## Task directions
Nothing after the line with "target | dried orange slice garland" belongs in the copy; extract the lines below from the top through that line, pictures left out.

## Items listed in a dataset
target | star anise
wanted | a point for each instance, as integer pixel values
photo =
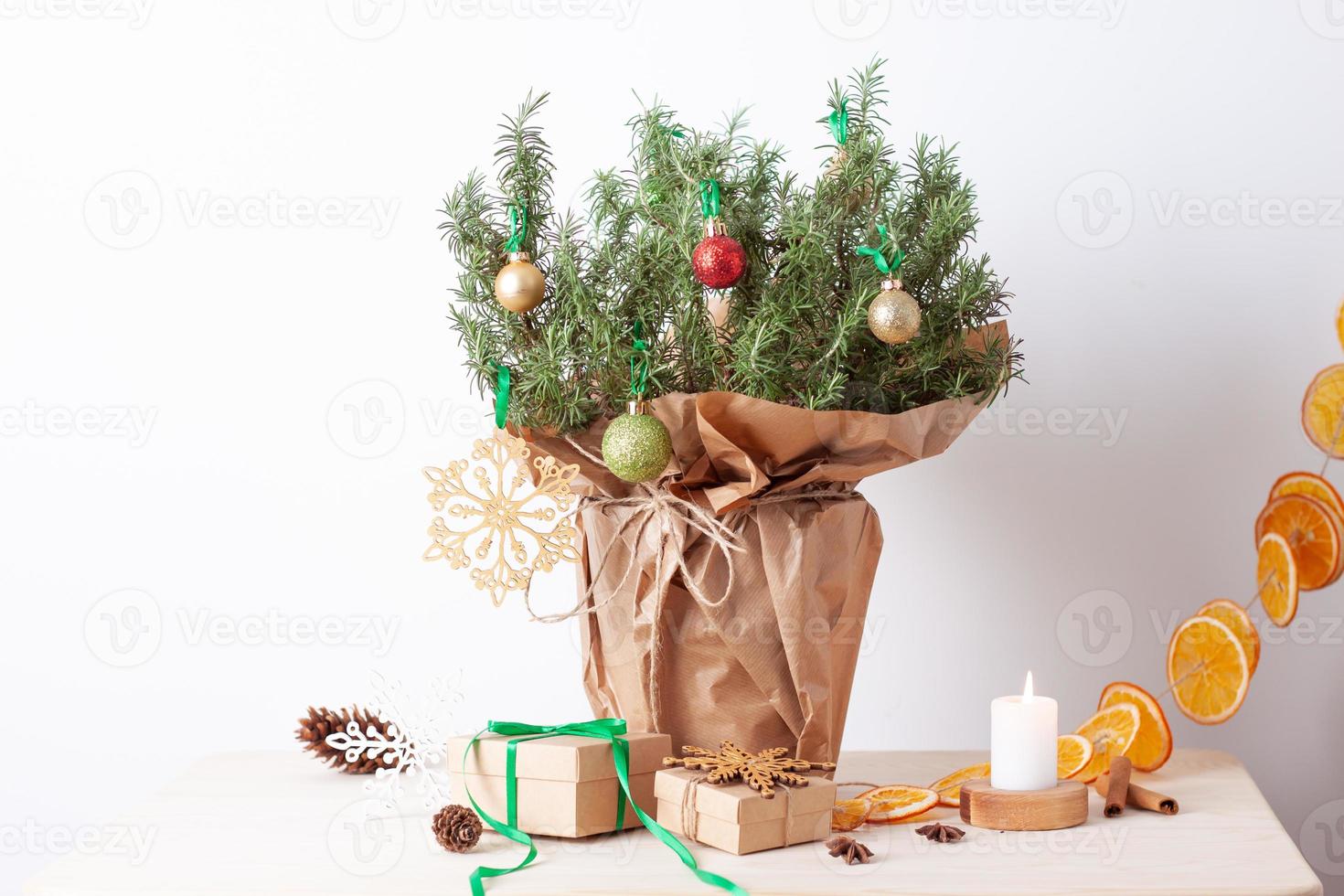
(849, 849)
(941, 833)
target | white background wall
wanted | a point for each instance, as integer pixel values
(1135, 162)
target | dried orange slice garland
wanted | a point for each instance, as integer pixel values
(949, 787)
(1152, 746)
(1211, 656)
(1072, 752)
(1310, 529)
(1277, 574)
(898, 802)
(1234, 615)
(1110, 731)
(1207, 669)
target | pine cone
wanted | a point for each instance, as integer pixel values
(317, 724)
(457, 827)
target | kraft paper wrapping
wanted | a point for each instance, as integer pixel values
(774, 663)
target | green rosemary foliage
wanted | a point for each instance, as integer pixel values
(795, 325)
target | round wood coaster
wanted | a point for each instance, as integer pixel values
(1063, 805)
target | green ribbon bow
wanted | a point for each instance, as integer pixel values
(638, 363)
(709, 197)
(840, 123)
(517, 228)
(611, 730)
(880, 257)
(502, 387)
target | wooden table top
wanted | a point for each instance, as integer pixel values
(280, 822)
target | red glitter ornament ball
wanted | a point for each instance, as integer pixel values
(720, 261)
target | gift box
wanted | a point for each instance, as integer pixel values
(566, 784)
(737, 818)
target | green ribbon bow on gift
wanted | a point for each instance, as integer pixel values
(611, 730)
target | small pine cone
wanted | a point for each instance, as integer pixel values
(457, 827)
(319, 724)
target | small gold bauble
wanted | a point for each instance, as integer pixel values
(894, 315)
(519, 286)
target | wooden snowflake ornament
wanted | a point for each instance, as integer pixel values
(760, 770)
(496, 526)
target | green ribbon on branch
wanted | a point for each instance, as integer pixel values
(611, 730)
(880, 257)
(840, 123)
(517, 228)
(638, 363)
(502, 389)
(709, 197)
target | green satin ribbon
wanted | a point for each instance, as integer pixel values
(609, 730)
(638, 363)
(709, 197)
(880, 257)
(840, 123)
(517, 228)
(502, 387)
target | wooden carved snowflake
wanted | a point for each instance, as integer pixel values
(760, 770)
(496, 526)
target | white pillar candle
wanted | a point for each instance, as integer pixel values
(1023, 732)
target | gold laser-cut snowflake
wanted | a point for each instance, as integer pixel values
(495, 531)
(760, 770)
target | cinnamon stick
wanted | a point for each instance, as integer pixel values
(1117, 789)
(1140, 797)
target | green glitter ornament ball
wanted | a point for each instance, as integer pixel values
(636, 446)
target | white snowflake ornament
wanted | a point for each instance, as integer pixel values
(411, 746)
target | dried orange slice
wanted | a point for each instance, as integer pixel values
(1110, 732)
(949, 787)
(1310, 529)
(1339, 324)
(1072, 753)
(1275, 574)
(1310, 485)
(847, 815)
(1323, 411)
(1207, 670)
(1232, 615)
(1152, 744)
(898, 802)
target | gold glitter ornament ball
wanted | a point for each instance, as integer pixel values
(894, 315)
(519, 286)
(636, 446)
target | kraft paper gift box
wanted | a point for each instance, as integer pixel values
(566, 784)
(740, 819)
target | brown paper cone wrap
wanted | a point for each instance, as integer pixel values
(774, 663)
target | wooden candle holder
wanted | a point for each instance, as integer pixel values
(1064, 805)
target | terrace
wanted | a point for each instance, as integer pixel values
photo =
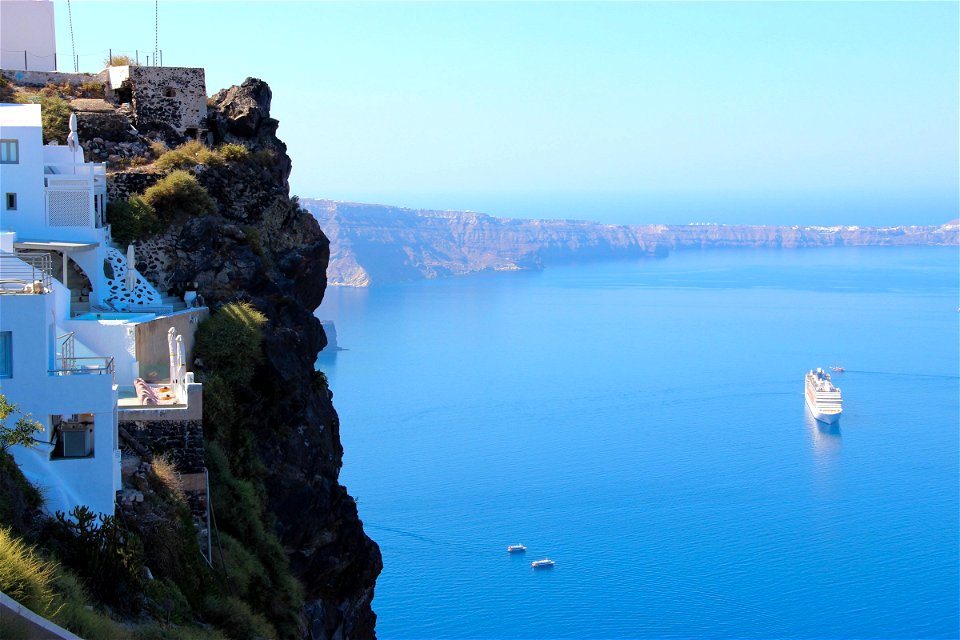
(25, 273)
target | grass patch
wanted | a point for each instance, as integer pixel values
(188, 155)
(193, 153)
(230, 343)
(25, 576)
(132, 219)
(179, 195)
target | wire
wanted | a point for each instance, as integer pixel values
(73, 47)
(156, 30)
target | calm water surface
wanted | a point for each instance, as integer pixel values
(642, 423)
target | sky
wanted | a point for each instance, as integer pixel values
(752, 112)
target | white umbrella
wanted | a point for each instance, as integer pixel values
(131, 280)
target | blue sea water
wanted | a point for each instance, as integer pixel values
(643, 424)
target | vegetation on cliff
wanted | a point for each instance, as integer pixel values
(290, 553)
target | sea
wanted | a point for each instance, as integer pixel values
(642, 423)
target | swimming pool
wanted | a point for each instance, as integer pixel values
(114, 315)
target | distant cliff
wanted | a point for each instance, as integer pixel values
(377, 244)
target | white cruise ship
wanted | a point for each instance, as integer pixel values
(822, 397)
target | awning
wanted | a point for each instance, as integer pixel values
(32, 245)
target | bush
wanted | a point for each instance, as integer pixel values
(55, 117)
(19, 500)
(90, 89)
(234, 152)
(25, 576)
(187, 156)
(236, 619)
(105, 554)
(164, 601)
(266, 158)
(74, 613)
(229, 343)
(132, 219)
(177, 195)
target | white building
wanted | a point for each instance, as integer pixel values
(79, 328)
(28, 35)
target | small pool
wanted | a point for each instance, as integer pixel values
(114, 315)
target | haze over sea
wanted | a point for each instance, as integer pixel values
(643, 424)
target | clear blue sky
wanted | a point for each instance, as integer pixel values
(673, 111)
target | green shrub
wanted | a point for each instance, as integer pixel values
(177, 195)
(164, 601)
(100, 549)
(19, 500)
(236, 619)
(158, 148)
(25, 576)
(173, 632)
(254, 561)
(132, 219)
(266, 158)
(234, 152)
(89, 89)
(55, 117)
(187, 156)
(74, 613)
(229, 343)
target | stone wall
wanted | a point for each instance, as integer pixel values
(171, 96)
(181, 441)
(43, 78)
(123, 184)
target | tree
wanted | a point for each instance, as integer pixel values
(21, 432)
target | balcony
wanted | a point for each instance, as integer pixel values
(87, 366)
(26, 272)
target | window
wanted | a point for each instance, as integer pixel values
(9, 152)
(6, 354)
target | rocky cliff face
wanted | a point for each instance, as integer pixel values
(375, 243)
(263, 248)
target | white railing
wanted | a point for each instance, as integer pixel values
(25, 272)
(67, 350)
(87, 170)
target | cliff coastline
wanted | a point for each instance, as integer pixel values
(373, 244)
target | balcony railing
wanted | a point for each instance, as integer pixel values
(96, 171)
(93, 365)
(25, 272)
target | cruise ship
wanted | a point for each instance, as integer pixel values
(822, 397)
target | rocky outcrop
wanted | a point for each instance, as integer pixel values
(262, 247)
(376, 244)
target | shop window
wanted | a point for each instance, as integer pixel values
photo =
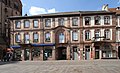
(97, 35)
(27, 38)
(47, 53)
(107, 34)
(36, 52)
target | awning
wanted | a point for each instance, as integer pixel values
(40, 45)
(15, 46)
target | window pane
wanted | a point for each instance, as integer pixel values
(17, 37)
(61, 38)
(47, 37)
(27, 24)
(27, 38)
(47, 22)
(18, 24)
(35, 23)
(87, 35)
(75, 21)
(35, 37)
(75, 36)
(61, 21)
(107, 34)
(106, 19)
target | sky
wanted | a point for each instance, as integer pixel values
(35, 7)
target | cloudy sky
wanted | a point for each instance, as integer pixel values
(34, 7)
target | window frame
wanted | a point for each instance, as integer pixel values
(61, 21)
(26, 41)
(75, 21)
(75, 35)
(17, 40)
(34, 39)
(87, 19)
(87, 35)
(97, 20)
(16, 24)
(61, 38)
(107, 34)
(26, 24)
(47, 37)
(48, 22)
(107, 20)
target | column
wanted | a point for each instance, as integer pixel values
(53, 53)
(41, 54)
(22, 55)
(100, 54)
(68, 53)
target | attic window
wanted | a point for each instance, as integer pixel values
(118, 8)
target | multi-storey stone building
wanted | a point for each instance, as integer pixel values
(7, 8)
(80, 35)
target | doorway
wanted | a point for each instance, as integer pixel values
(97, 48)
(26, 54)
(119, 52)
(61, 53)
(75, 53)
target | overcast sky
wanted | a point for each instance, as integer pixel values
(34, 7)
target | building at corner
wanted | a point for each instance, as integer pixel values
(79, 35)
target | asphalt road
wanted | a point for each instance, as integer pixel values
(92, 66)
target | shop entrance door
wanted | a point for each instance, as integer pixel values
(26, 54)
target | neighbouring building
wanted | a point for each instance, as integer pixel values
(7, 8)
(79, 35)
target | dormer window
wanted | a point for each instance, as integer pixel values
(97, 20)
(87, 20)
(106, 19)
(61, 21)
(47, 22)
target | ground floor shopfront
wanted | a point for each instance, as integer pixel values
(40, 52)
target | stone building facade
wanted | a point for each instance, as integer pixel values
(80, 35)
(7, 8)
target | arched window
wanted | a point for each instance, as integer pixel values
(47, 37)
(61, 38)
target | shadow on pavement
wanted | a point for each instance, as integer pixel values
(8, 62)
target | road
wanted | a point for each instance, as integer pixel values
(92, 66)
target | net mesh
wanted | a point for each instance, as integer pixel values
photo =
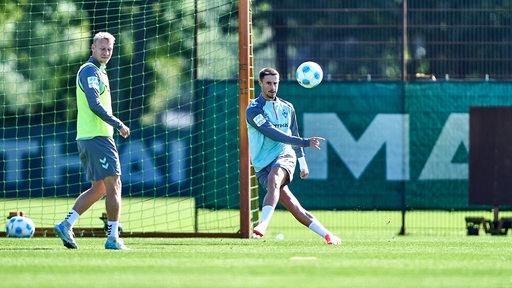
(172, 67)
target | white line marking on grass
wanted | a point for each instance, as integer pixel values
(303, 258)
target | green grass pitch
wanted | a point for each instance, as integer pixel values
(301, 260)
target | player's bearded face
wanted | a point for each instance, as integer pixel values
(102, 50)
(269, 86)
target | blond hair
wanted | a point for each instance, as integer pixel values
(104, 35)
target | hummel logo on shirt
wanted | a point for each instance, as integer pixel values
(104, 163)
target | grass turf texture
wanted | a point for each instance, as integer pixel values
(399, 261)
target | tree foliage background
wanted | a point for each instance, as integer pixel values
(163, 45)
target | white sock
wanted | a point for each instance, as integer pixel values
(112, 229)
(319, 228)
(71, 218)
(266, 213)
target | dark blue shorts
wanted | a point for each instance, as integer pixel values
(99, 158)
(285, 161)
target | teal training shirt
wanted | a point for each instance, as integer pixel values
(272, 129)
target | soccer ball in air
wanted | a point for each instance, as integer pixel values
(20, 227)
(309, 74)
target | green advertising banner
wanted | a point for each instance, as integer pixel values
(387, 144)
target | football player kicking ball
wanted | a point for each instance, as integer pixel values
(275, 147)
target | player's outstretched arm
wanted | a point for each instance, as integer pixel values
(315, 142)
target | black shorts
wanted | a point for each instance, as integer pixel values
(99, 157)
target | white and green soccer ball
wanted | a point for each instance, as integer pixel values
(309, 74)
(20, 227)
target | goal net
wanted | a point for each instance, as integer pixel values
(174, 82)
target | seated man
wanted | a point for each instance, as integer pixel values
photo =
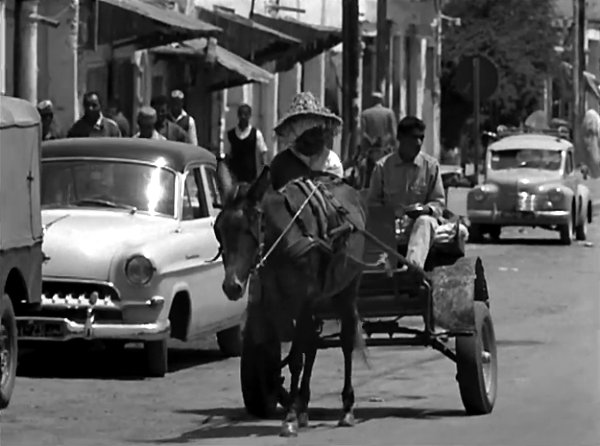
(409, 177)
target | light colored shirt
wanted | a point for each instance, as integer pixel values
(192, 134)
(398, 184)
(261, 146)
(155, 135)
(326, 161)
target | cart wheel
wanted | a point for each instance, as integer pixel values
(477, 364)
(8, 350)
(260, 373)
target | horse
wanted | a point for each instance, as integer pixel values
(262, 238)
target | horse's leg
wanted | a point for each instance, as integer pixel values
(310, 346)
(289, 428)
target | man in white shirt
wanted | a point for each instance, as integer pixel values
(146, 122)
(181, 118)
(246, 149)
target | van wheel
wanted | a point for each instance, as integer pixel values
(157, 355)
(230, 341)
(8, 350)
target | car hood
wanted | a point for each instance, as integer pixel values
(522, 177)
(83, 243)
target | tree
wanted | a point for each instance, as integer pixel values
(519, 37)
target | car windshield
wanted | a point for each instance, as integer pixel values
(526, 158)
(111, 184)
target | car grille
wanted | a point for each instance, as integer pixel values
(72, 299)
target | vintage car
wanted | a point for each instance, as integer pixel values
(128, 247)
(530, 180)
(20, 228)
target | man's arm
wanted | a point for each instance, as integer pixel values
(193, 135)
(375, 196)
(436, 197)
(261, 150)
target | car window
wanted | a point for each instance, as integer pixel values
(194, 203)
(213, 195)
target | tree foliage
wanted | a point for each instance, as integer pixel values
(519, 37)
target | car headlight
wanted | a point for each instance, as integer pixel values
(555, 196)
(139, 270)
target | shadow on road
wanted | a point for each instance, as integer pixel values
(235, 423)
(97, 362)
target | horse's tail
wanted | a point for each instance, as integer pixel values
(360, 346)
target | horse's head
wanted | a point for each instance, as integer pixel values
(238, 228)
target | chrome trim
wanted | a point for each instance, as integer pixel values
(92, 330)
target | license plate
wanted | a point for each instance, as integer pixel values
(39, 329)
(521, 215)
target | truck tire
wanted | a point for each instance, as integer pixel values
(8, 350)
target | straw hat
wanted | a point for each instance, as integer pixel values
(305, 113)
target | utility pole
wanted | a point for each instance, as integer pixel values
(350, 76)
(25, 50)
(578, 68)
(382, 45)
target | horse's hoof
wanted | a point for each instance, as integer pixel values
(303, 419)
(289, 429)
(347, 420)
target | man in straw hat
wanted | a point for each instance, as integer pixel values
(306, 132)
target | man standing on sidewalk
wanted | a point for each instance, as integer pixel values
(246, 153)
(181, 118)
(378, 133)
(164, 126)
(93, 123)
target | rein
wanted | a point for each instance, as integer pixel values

## Output
target | star anise
wanted | a point for each instance, as integer pixel values
photo =
(849, 849)
(941, 833)
target | white background wall
wanted | a point for each instance, as integer pixel values
(1135, 162)
target | dried orange slice garland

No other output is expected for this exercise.